__Instructions for the task__: Copy each record exactly as it reads, leaving out any pictures it holds.

__Records to use__:
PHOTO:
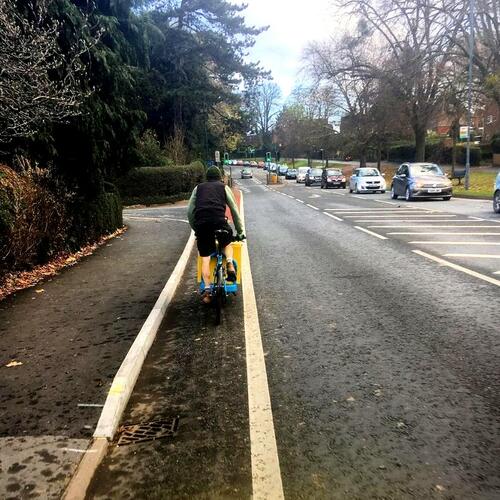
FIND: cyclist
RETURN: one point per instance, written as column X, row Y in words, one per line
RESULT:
column 206, row 214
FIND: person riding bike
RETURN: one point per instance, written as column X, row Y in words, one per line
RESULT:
column 206, row 214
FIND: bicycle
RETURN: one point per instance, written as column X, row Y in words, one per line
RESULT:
column 220, row 288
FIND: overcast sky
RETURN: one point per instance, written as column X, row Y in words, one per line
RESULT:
column 292, row 25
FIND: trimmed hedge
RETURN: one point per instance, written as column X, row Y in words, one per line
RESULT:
column 435, row 152
column 149, row 185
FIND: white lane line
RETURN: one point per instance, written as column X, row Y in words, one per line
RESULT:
column 406, row 216
column 414, row 220
column 473, row 255
column 266, row 474
column 333, row 216
column 440, row 233
column 387, row 202
column 465, row 270
column 371, row 232
column 478, row 243
column 415, row 226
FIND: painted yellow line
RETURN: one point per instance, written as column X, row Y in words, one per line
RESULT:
column 266, row 474
column 473, row 255
column 333, row 216
column 455, row 243
column 462, row 269
column 371, row 232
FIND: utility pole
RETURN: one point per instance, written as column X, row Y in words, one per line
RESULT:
column 469, row 93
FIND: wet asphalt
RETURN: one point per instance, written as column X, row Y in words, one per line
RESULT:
column 383, row 370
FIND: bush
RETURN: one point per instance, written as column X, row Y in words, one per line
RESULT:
column 90, row 219
column 436, row 152
column 33, row 219
column 150, row 185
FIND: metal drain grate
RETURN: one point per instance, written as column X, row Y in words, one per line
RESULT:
column 147, row 431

__The output__:
PHOTO:
FIND: cyclist
RETURN: one point per instance, written as column X, row Y in words, one per line
RESULT:
column 206, row 214
FIND: person riding bike
RETURN: one point per instance, written as column X, row Y in words, one per line
RESULT:
column 206, row 214
FIND: bicycle
RETURN: one point per instance, written as column X, row Y in words, one per line
RESULT:
column 220, row 288
FIND: overcast sky
RETURN: one point per instance, written as column X, row Y in words, one per line
RESULT:
column 292, row 25
FIND: trimmed hedge
RETURN: one point per instance, written as column X, row Y in words, one per line
RESULT:
column 435, row 152
column 149, row 185
FIND: white lane line
RETURN: one point per instance, written as column X, row Y in words, one per line
RESULT:
column 406, row 216
column 414, row 220
column 473, row 255
column 266, row 474
column 333, row 216
column 440, row 233
column 387, row 202
column 465, row 270
column 371, row 232
column 478, row 243
column 415, row 226
FIND: painted yellow line
RETURN: one point per instance, written as column X, row Y in words, one per line
RESULT:
column 266, row 474
column 473, row 255
column 333, row 216
column 455, row 243
column 462, row 269
column 371, row 232
FIND: utility pole
RETURN: one point per instance, written as column X, row Y in words, one per line
RESULT:
column 469, row 93
FIND: wet asphalt
RETURN: one point per instance, written as column X, row Y in words, one per line
RESULT:
column 383, row 370
FIND: bush
RETURN: one point per instance, written as column X, row Y in words, one per line
RESULT:
column 90, row 219
column 436, row 152
column 33, row 219
column 150, row 185
FIND: metal drain grate
RETURN: one point per instance, written as column X, row Y in words, one per line
RESULT:
column 147, row 431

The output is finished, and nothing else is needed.